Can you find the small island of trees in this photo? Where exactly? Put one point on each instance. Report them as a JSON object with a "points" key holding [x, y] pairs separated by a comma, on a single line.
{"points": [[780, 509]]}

--

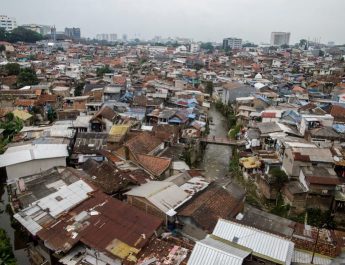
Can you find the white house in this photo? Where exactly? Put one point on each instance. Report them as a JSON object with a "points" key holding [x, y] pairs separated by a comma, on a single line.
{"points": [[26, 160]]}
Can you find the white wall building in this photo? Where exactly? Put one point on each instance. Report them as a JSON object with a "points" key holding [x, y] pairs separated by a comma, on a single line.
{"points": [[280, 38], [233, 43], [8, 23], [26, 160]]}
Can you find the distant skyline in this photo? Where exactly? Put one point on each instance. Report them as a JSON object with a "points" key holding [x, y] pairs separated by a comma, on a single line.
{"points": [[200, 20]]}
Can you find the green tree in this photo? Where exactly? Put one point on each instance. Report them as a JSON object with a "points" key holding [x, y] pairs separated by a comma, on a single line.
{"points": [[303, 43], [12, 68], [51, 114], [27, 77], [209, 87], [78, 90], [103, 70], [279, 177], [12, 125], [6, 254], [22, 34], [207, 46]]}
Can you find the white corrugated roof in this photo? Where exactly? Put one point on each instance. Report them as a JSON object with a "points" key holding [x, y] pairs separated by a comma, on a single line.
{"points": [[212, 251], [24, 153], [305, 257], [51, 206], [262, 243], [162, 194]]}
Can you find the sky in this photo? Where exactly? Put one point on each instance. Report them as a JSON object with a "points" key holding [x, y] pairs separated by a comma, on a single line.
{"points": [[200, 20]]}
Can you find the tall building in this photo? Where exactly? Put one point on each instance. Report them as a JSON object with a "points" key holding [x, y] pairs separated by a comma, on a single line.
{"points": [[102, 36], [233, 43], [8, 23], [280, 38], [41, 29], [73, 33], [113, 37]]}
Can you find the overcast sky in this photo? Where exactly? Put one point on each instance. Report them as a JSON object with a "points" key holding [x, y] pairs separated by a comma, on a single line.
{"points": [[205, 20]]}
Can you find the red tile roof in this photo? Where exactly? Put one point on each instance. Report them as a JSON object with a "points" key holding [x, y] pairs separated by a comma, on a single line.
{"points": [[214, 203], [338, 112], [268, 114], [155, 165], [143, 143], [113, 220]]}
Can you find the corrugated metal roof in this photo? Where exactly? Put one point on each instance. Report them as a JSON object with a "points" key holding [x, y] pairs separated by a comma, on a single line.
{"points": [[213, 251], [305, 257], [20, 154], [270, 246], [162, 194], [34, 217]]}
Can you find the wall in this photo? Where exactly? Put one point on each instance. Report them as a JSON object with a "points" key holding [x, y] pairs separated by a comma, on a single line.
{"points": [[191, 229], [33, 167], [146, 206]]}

==

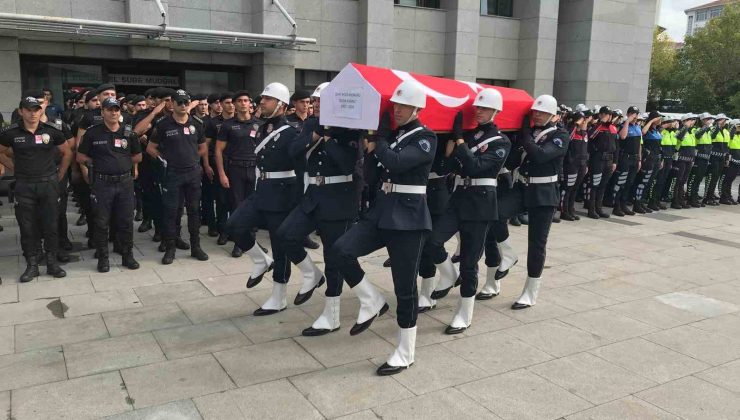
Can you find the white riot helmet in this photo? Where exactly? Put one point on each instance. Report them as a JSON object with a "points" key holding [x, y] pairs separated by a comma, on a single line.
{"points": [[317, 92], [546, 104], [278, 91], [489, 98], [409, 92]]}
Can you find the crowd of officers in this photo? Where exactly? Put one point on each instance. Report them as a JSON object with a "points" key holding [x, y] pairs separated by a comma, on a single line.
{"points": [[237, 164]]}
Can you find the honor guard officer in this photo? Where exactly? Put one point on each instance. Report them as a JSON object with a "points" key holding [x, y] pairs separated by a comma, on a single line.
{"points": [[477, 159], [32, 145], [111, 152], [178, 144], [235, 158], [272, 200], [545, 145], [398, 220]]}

WRITTEN TASK: Identify every line in the data that contains the word "building", treating uppercase and lowercase letters as different, and copy each of those lines.

SOLUTION TO THE PROBLEM:
Can you find the white wall building in this photo? Where exactly? Put one point on each instance. Report them as a JSON object with a "points" key holding [x, y] pairs separated by a comma, on a single line.
Can you find the tall building in this photo? Where exactly? Put one point on each instance. Report them as a JSON object with a "points" key holding [x, y] pairs separated by a comma, on a single line.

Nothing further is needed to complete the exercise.